Some people with Marfan syndrome require open-heart surgery to repair damage to the aortic wall. For an aortic dissection, your NYU Langone surgeon makes a large incision in the chest and separates the breastbone to reach the aorta. The surgeon replaces the damaged part of the ascending aorta, which extends upward from the aortic root near the heart, with a synthetic material called Dacron®, which usually lasts a lifetime.
Prior to the procedure, a nutrient-rich solution is given through a vein with intravenous (IV) infusion to safely slow the heart until it’s nearly stopped for surgery. A heart–lung machine is used to keep blood pumping to the body during surgery.
Your surgeon repairs or replaces an aortic valve that stops closing properly. This is called aortic valve disease, in which the valve between the aorta and the left ventricle, or chamber, of the heart fails to close properly, causing blood to flow back into the heart or pressure to build up within the heart.
For mitral valve disease, in which the valve that controls blood flow between chambers of the heart stops working properly, your surgeon removes the damaged tissue and stabilizes the valve.
All of these open-heart procedures require general anesthesia and a hospital stay of up to one week. During the four to six weeks of recuperation time, your doctor may restrict your activities. You may not be able to lift anything heavier than 10 pounds, and you may need to refrain from activities that strain your chest, such as brisk walking, which can cause pressure in the lungs.
In rare situations, this procedure may be used to treat heart-related conditions in people with Marfan syndrome. An aortic aneurysm may occur in the chest or the abdomen. Endovascular stent surgery is typically reserved only for treatment of Marfan syndrome–related thoracic aortic aneurysm—a bulging of the upper part of the aorta in the chest—in people who are too weak for open-heart surgery.
During this procedure, a stent graft, which is a tube made of polyester fabric and supported by a metal mesh, is inserted into the femoral artery in the groin through a catheter. A doctor guides the stent graft to the aneurysm in the aorta with two types of imaging procedures: fluoroscopy uses X-rays and transesophageal echocardiography uses sound waves to create pictures of the esophagus and heart. After the stent is in place, blood then flows through it, relieving pressure on the aneurysm and eliminating the risk of rupture.
This surgery uses general anesthesia and requires one or two days in the hospital and up to two weeks of recovery time at home.
Because Marfan syndrome can cause problems with many different organs and the bones, your NYU Langone doctor may recommend other types of surgery. You may need surgery to reduce a buildup of air in the space between the lungs and the chest wall, also called a collapsed lung, or a procedure to fix a dislocation of the eyes’ lenses. In some children, surgery to correct severe scoliosis, which is a curvature of the spine greater than 40 percent, may be necessary.

[PROBLEMS TO SOLVE]
**a)** Answer these questions using the passage on Marfan syndrome surgery:
(i) What synthetic material replaces the damaged part of the ascending aorta?
(ii) How many days in the hospital does endovascular stent surgery require?
(iii) What degree of spinal curvature defines the severe scoliosis that may call for surgery in some children?
**b)** Reproduce the passage on Marfan syndrome surgery verbatim, beginning at the words "All of these" and stopping after "for open-heart surgery.".
**c)** State whether each statement agrees with the passage on Marfan syndrome surgery. Give yes or no and quote the deciding words.
(i) The open-heart procedures require a hospital stay of up to two weeks.
(ii) The stent graft enters the body through the femoral artery in the groin.
(iii) Endovascular stent surgery is typically meant for people strong enough for open-heart surgery.
Answer from the passage on Marfan syndrome surgery alone.

[RECORDS SUPPLIED]
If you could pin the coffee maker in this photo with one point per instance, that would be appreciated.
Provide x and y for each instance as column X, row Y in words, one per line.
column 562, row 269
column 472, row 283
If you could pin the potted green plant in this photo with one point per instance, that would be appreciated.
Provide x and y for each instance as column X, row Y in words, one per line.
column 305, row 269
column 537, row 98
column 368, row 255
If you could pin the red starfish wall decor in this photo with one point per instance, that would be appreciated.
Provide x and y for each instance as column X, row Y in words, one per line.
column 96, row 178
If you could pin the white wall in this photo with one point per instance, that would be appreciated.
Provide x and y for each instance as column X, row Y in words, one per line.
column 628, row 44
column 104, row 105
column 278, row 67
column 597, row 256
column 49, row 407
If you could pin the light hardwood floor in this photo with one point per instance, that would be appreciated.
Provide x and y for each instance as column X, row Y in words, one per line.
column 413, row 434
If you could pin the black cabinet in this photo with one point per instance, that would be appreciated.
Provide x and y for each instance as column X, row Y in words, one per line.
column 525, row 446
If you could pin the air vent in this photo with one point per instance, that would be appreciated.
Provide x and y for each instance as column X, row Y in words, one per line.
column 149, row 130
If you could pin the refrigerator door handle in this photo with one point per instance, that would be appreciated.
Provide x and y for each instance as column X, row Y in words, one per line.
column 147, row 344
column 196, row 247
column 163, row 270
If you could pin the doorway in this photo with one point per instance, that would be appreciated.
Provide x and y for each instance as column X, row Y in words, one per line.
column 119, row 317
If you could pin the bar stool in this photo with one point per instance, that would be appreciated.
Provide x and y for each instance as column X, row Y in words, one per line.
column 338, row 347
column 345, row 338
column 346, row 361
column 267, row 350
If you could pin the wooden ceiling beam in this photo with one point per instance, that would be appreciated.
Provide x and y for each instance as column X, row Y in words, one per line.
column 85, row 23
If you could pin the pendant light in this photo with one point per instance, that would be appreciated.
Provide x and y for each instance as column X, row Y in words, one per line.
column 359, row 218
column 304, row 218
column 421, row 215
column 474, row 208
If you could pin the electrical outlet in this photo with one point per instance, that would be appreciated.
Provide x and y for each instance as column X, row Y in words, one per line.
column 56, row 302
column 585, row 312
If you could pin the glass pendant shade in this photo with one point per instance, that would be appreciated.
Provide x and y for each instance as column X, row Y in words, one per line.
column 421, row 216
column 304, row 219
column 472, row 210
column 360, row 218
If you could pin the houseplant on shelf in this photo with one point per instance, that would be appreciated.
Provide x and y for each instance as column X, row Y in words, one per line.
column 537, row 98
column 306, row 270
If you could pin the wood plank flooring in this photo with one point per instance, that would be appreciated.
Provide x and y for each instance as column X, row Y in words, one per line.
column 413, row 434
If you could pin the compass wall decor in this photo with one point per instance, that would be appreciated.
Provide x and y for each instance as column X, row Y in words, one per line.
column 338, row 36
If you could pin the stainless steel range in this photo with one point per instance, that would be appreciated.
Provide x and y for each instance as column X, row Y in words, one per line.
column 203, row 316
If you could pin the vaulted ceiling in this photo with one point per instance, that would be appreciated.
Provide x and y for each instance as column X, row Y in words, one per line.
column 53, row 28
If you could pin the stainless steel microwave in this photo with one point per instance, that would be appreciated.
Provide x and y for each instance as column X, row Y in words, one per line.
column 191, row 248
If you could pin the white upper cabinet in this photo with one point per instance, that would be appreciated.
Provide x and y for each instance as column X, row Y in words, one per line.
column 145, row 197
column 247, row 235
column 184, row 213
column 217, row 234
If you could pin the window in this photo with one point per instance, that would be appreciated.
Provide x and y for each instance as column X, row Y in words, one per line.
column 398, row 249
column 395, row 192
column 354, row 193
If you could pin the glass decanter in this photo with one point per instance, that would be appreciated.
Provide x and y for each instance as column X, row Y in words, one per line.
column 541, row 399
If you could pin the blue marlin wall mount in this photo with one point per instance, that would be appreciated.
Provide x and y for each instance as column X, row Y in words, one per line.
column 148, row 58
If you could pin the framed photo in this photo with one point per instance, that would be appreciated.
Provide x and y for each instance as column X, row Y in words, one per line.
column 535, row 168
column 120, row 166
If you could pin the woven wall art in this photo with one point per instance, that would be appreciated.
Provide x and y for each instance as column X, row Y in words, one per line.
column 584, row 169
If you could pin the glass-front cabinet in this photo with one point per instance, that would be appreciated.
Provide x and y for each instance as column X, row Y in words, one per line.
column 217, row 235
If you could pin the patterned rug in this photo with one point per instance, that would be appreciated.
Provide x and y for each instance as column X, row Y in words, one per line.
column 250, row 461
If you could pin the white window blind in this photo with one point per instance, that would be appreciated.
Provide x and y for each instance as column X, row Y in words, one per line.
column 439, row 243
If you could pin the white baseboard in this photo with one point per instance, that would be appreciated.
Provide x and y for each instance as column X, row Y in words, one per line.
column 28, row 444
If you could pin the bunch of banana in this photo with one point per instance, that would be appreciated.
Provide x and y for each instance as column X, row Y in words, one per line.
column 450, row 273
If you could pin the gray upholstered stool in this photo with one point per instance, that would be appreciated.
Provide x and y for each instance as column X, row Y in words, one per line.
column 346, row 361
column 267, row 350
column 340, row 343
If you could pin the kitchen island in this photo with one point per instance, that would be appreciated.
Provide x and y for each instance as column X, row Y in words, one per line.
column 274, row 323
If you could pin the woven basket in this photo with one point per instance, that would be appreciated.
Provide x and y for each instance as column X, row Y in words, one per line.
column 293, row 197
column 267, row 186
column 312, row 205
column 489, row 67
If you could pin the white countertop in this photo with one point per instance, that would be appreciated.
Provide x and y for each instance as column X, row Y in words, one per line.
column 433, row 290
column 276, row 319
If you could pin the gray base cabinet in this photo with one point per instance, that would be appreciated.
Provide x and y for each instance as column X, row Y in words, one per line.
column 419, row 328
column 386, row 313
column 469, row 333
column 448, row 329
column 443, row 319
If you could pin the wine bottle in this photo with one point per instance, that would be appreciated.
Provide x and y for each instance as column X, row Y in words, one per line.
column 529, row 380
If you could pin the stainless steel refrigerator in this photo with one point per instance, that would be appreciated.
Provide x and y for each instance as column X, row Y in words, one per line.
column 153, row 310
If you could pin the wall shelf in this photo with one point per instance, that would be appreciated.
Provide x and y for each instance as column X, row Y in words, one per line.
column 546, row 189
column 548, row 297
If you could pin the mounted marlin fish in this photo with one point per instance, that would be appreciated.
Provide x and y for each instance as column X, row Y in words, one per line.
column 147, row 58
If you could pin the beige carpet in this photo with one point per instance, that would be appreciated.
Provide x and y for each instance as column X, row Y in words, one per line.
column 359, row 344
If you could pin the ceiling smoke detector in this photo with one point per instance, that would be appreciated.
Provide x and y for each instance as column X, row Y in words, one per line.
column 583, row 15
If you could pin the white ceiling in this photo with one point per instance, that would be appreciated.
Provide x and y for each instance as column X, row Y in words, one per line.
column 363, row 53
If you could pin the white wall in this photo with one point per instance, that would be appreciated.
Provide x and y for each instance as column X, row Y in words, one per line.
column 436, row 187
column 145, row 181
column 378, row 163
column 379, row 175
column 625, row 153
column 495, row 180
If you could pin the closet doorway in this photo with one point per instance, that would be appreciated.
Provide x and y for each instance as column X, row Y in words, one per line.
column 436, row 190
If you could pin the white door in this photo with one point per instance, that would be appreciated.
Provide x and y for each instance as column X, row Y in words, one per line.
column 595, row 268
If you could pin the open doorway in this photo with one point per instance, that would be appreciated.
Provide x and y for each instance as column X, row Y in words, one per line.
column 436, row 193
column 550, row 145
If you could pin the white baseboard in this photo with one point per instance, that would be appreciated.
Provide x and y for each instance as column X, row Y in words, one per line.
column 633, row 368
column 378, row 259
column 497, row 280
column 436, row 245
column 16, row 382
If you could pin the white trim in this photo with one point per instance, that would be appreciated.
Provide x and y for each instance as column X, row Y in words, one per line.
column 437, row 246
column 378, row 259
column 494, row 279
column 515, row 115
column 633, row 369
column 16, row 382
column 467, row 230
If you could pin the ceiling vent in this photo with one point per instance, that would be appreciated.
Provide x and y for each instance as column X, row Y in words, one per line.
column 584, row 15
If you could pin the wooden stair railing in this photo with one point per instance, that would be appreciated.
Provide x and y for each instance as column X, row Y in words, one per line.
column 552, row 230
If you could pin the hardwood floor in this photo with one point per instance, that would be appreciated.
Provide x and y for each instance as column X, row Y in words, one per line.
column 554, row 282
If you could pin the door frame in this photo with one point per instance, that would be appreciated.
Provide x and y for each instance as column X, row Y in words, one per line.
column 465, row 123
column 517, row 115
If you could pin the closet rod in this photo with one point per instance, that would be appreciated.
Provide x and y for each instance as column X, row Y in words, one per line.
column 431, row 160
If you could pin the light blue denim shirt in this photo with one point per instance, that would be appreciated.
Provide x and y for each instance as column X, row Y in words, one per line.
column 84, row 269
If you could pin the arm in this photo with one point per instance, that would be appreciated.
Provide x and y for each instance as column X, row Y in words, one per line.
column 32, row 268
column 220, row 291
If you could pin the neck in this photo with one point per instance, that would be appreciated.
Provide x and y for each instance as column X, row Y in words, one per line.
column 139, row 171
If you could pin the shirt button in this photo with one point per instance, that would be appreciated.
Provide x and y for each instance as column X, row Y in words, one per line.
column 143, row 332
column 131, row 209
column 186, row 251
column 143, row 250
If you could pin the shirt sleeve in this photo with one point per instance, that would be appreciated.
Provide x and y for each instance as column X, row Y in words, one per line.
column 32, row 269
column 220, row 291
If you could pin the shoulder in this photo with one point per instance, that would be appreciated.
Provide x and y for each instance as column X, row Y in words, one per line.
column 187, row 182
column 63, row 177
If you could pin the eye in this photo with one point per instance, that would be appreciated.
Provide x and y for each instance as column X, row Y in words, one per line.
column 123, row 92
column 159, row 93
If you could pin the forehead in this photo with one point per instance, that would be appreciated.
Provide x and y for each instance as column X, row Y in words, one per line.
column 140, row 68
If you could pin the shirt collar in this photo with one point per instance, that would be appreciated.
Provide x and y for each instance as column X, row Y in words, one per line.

[EXERCISE RESULTS]
**a)**
(i) Dacron®
(ii) One or two days
(iii) Greater than 40 percent

**b)**
All of these open-heart procedures require general anesthesia and a hospital stay of up to one week. During the four to six weeks of recuperation time, your doctor may restrict your activities. You may not be able to lift anything heavier than 10 pounds, and you may need to refrain from activities that strain your chest, such as brisk walking, which can cause pressure in the lungs.
In rare situations, this procedure may be used to treat heart-related conditions in people with Marfan syndrome. An aortic aneurysm may occur in the chest or the abdomen. Endovascular stent surgery is typically reserved only for treatment of Marfan syndrome–related thoracic aortic aneurysm—a bulging of the upper part of the aorta in the chest—in people who are too weak for open-heart surgery.

**c)**
(i) No: "a hospital stay of up to one week"
(ii) Yes: "is inserted into the femoral artery in the groin through a catheter"
(iii) No: "in people who are too weak for open-heart surgery"